Similarly, we also tried some other prediction strategies based on MLR, LLR and ANN. These strategies are listed below:

  • MLR: MLR is applied without selecting descriptors with 10 times 5-fold CV for evaluation.

  • MLR-LOO: MLR is applied without selecting descriptors utilizing LOOV.

  • LLR-ANN: LASSO is used to identify best descriptors, followed by the construction of a prediction function using ANN. This strategy is evaluated by 10 times 5-fold CV. For more details, we refer to [23].

  • LLR-ANN-LOO: LASSO is utilized to identify best descriptors followed by the construction of a prediction function using ANN which is evaluated by LOOV. This strategy is basically a modification of LLR-ANN [23].

  • LLR-LLR: LASSO is utilized for selection of best descriptors and construction of a prediction function. The performance is evaluated by 10 times 5-fold CV. For more details, we refer to [20].

For all these strategies, we use the graph-theoretic descriptors.

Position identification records
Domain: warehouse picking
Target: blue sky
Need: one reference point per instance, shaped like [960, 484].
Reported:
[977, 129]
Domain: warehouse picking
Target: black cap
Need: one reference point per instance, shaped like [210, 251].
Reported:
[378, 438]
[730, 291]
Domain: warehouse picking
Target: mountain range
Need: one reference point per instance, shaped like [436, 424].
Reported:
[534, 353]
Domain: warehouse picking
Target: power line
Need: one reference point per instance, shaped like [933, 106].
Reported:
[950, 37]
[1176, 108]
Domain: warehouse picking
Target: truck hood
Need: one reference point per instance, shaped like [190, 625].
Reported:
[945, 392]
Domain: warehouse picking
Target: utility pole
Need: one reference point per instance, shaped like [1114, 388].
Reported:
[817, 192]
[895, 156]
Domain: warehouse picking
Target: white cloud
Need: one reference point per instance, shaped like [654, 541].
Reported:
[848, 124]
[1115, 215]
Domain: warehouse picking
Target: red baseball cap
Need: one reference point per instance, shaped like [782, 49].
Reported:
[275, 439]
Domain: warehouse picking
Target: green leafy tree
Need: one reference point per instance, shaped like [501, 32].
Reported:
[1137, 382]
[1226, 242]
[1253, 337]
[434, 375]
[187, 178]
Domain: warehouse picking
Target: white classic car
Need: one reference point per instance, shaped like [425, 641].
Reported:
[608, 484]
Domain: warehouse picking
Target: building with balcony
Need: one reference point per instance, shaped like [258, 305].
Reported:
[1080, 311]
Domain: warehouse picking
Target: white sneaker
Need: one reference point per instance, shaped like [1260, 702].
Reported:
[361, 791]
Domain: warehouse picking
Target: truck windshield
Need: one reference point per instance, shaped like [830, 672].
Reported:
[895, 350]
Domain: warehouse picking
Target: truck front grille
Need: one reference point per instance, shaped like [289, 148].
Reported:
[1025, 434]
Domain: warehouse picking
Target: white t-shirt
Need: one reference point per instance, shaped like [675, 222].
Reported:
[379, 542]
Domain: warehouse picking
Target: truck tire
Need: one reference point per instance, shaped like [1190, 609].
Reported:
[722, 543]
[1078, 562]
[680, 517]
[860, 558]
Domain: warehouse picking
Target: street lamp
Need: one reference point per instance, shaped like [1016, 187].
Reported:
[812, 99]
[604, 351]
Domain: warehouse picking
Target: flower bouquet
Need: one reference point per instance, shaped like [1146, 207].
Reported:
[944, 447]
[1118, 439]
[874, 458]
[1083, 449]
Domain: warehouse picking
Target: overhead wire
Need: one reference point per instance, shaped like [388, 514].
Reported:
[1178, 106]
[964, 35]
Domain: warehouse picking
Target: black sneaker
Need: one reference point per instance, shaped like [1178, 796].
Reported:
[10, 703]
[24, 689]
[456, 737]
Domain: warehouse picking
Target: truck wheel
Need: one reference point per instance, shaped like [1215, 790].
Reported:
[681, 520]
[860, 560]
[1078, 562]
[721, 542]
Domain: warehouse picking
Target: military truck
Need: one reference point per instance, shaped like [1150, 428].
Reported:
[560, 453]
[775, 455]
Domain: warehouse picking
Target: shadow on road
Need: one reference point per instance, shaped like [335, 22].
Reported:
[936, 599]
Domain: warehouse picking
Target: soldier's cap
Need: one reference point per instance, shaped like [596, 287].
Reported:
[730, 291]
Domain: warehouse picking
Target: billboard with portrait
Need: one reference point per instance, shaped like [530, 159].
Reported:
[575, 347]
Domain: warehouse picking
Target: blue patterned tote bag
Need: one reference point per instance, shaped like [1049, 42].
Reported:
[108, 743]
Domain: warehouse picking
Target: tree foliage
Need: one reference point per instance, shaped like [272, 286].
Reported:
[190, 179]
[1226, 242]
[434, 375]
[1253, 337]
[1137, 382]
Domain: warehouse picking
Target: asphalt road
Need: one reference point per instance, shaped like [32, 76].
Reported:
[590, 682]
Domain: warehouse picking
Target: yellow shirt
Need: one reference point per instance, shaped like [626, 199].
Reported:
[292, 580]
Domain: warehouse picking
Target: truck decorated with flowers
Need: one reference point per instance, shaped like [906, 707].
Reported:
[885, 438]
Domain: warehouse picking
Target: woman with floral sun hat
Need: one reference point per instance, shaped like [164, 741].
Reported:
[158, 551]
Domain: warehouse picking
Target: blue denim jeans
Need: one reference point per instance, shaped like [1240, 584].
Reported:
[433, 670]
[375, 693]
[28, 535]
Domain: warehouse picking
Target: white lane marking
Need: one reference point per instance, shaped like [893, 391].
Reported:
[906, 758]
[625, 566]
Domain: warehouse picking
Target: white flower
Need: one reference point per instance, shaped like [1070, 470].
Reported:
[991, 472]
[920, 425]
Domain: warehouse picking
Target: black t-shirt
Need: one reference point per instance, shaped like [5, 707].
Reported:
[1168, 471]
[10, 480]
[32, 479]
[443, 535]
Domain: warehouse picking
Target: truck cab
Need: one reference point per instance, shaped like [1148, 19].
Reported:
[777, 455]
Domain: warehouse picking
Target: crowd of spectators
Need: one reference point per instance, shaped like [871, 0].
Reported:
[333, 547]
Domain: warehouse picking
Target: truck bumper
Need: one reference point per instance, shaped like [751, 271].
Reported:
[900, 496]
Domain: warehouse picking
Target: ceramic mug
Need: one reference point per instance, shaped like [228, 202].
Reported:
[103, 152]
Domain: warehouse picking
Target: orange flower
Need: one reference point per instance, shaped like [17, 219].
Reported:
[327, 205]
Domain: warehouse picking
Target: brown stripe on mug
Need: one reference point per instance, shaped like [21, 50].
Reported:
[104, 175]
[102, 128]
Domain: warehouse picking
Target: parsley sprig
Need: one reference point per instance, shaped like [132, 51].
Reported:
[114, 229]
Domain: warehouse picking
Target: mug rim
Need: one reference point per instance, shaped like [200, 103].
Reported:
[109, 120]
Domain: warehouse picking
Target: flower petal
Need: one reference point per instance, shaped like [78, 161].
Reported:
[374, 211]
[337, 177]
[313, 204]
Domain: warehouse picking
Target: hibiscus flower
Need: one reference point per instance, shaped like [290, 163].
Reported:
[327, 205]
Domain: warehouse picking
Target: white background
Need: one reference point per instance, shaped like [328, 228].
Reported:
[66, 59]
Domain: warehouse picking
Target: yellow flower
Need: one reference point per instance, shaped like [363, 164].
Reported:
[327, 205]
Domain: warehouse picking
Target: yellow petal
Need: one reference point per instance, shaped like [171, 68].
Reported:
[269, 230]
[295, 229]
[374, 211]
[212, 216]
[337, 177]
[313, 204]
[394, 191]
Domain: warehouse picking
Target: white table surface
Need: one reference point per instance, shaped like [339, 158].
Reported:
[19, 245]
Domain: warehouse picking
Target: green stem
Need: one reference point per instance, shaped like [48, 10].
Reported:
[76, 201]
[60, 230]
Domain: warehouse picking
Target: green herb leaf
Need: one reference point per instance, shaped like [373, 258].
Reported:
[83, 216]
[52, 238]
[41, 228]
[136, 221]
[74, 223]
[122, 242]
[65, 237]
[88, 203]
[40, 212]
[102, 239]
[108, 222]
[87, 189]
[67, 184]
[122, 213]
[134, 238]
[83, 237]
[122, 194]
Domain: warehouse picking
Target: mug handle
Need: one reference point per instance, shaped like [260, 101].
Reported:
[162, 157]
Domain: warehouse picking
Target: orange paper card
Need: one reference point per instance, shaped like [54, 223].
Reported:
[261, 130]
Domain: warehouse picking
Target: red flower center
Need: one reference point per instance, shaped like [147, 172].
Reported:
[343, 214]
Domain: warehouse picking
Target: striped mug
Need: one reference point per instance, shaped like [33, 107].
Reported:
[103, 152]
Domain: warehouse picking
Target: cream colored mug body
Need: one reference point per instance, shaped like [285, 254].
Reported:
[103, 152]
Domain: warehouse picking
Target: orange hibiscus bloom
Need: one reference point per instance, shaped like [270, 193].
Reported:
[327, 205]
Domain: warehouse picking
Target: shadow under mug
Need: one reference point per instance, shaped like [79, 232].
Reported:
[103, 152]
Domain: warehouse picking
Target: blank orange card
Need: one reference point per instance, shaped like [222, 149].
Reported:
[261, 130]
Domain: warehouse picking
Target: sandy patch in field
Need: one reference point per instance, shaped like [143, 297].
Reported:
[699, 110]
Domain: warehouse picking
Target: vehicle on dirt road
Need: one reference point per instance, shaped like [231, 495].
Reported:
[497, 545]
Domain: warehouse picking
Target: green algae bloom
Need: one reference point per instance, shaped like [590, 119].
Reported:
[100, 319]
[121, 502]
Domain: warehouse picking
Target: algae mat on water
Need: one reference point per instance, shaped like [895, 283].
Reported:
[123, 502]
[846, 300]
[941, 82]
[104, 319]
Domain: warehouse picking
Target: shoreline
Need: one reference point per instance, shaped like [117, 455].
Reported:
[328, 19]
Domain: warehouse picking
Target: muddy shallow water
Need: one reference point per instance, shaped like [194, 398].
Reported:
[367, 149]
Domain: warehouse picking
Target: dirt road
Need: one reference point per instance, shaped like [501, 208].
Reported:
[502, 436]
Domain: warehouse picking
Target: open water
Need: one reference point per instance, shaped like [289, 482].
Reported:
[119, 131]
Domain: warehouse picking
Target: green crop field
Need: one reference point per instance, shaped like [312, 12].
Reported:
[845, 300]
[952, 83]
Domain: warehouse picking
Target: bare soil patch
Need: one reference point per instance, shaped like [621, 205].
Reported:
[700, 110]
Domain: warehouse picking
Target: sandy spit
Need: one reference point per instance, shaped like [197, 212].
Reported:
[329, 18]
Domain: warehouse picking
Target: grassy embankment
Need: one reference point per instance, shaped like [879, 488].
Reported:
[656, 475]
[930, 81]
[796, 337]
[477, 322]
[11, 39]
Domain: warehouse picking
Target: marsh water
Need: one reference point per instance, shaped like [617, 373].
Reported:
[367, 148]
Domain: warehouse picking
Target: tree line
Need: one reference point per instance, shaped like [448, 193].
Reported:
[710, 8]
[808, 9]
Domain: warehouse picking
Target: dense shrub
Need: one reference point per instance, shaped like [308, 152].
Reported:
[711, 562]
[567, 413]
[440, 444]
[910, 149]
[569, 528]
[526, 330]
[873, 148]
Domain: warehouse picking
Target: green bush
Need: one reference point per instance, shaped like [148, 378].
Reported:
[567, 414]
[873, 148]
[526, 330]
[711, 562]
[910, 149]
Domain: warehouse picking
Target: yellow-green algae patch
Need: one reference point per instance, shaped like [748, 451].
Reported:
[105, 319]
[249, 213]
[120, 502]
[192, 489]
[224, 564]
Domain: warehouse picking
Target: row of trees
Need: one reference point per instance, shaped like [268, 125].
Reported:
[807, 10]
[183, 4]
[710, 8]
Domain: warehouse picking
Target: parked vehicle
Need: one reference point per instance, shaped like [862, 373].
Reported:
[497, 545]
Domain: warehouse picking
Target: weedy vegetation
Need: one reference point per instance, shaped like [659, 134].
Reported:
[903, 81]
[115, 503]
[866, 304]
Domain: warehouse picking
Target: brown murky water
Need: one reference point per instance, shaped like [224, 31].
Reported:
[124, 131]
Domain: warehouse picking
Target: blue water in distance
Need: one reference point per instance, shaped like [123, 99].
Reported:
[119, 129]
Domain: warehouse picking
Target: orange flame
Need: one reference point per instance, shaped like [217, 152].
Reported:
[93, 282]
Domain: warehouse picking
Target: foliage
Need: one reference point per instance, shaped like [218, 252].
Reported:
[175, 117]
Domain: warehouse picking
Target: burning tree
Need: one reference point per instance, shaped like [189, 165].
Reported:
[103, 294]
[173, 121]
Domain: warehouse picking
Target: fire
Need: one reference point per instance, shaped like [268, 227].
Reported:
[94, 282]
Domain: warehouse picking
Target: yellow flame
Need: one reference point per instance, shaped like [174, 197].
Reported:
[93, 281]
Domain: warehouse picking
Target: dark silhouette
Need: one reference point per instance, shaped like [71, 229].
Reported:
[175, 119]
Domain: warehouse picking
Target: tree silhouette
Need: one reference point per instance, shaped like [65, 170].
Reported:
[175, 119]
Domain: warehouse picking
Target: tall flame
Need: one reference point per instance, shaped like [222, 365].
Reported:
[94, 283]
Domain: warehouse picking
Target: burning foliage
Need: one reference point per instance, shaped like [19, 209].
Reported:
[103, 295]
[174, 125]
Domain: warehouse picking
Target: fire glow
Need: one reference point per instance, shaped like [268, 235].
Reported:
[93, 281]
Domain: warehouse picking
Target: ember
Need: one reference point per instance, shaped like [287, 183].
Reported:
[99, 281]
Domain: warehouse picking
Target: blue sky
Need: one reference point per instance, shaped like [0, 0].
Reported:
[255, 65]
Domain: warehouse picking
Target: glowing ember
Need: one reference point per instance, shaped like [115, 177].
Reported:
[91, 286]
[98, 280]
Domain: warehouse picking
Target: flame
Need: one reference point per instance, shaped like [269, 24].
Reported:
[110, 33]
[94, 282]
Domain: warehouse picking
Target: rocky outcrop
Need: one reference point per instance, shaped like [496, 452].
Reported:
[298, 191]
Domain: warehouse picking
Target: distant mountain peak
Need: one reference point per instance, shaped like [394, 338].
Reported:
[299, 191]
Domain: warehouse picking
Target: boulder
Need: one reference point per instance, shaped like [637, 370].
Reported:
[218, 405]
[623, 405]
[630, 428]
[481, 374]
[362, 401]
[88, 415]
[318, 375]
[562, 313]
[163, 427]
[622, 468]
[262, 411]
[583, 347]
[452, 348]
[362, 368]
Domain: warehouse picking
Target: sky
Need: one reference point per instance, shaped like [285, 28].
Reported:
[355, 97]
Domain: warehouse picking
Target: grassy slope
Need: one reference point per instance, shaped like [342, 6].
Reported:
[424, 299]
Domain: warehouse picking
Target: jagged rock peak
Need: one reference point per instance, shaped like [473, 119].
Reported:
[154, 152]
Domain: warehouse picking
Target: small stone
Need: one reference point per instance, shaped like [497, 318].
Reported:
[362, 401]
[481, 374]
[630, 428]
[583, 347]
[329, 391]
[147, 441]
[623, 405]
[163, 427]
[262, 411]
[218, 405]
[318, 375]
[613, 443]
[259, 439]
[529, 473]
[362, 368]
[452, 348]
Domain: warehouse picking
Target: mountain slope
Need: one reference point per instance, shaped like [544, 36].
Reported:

*Jobs*
A - According to the passage on prediction strategies, how is the performance of the LLR-LLR strategy evaluated?
B - Write the next part of the passage on prediction strategies, picking up after its final sentence.
The records have nothing to do with this.

*Exercise answers*
A - By 10 times 5-fold CV.

B -
Inference phase

Several inverse QSPR models are available in the literature. However, most of these models heavily rely on heuristic algorithms or statistical optimization techniques, which often result in the inference of invalid compounds or compounds that do not attain the desired property value, and hence can be quite computationally expensive. In order to avoid such situations, we simulate the computation process of a prediction function by an MILP formulation due to Zhu et al. [20] to infer chemical graphs with the desired AS. A key advantage of this formulation is that it is feasible if and only if a desired chemical graph exists, implying that the inferred graphs will always be valid and achieve the desired AS. Furthermore, this formulation allows users to specify an abstract structure that is preserved in the inferred graph by using a topological specification. A topological specification is described as a set of following rules:

  1. (i)

    a seed graph \(G_{\mathbb {C}}\) that represents an abstract form of a target chemical graph \({\mathbb {C}}\);

  2. (ii)

    a set \(\mathcal {F}\) of chemical rooted trees that are selected for a tree \({\mathbb {C}}[u]\) with root at each vertex u in the exterior; and

  3. (iii)

    lower and upper bounds for the number of components such as vertices in the interior and double/triple bonds within a target chemical graph \({\mathbb {C}}\).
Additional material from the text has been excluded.